Why the pope quit the papacy so abruptly

Out of the blue on Monday, Pope Benedict announced his retirement, giving as his reason, “In today’s world, subject to so many rapid changes and shaken by questions of deep relevance for the life of faith, in order to govern the bark of Saint Peter and proclaim the Gospel, both strength of mind and body are necessary, strength which in the last few months, has deteriorated in me to the extent that I have had to recognize my incapacity to adequately fulfill the ministry entrusted to me.” He is stepping down on February 28.

Yet, there’s another story. The new HBO Documentary film by Alex Gibney: Mea Maxima Culpa: Silence in the House of God, starts by investigating the secret crimes of Father Lawrence Murphy, a charismatic Milwaukee priest who abused more than 200 deaf children in a school under his control. If that doesn’t take your breath away, nothing will. Murphy’s level of human betrayal and indifference is truly chilling. I’m sure that this excellent profile brought huge pressure on the Church to do something.

= Available data =
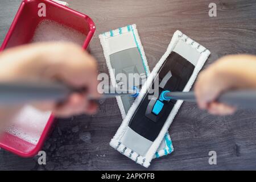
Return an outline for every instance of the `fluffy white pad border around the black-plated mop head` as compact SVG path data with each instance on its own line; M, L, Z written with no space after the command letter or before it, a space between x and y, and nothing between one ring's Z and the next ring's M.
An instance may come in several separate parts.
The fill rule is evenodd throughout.
M205 47L201 46L200 44L196 43L192 39L188 38L188 36L184 35L179 30L177 30L174 33L174 36L172 37L170 44L168 45L167 51L164 53L164 55L159 60L159 62L155 65L155 68L153 69L150 76L147 78L146 83L143 85L139 96L134 101L134 104L131 106L130 110L128 111L126 118L123 120L121 126L117 130L117 133L114 135L113 139L110 142L110 146L115 148L115 150L118 150L123 155L126 155L127 157L134 160L138 164L141 164L144 167L150 166L150 162L154 158L155 152L158 149L158 146L159 146L161 140L164 138L164 135L168 131L168 128L170 127L170 125L171 125L177 111L179 110L181 104L183 103L183 101L179 100L176 102L170 115L168 116L166 122L164 123L164 126L163 126L162 130L160 131L158 137L152 143L151 147L149 148L149 150L147 151L145 156L140 156L135 151L131 151L129 148L124 146L120 141L121 141L123 135L125 134L127 127L129 126L131 117L133 117L135 110L138 108L139 104L143 100L143 97L147 93L147 89L153 82L155 75L159 72L159 69L163 65L164 61L167 59L167 57L170 55L170 53L174 50L174 48L175 48L176 44L179 42L179 40L184 41L185 43L187 43L188 45L190 45L192 48L196 49L196 51L198 51L200 53L199 60L197 61L197 64L195 65L195 69L194 69L191 77L189 78L189 81L185 85L183 92L188 92L191 89L193 82L196 80L197 74L199 73L199 71L203 67L205 61L207 60L208 56L210 55L210 51L208 49L206 49Z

= Assignment A =
Reproduce the stretch of the piece on Pope Benedict's resignation from "Why the pope" through "on February 28.".
= Assignment B =
Carry on the piece on Pope Benedict's resignation from where it stops.
The listing plays no part in this.

= Exercise answer A =
Why the pope quit the papacy so abruptly

Out of the blue on Monday, Pope Benedict announced his retirement, giving as his reason, “In today’s world, subject to so many rapid changes and shaken by questions of deep relevance for the life of faith, in order to govern the bark of Saint Peter and proclaim the Gospel, both strength of mind and body are necessary, strength which in the last few months, has deteriorated in me to the extent that I have had to recognize my incapacity to adequately fulfill the ministry entrusted to me.” He is stepping down on February 28.

= Exercise answer B =
Nevertheless, Mea Maxima Culpa scrupulously documented Murphy’s actions, becoming the first known public protest against clerical sex abuse in the U.S., which led to a case that spanned three decades and ultimately resulted in a lawsuit against the pontiff himself. At the heart of the film is a small group of heroes–Terry Kohut, Gary Smith, Arthur Budzinksi and Bob Bolger. These courageous deaf men set out to expose the priest who had abused them, seeking to protect other children, while making their voices heard.

The filmmaker uses the voices of actors Chris Cooper, Ethan Hawke, Jamey Sheridan and John Slattery to tell the stories of the men abused by Murphy. However, it is the faces and expressions of the courageous deaf men that illustrate the traumatic effect Murphy continues to have on their lives. In addition to the Father Murphy case, the film spotlights similar sex abuse cases in Ireland and Italy.

This helps understand how pedophilia travels through the Catholic clergy. The documentary looks at the large scale problem, tracing it all the way to the top echelon to spread the deserved blame. It is told to us by citing examples. The main example, as mentioned in the second paragraph above, is a powerful one: 200 molested deaf children, who relied on Murphy and his school, to learn to sign, speak and read. They are at the heart of the matter and can easily stand for the still “silent” or suffering, whether as children or adults. Many of them were kept illiterate as well as in sexual bondage.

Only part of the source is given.